[Given data]
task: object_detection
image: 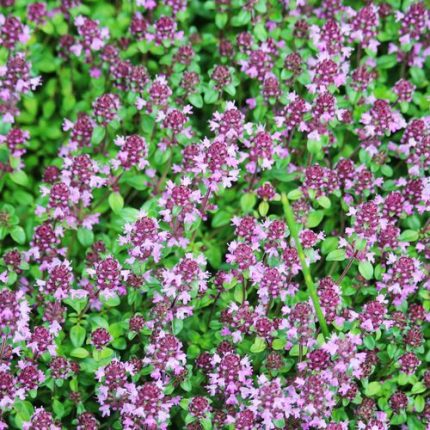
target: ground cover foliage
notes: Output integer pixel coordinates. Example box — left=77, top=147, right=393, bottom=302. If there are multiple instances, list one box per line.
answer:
left=0, top=0, right=430, bottom=428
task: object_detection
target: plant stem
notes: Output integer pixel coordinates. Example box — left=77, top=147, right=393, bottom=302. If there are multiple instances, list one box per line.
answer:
left=208, top=291, right=221, bottom=325
left=154, top=152, right=173, bottom=195
left=281, top=193, right=329, bottom=340
left=0, top=337, right=7, bottom=360
left=191, top=188, right=212, bottom=243
left=337, top=256, right=355, bottom=285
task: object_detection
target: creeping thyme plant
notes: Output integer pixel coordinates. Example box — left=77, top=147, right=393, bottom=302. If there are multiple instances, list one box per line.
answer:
left=1, top=0, right=430, bottom=428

[What you will do]
Using the records above, please repeat the line with "target: creeping thyme plant" and every line after it exactly, and give no other text.

[Exercise response]
target: creeping thyme plant
notes: Output integer pixel coordinates. Example box — left=77, top=147, right=393, bottom=302. If there are multiple instances, list one box per line.
answer:
left=1, top=0, right=430, bottom=428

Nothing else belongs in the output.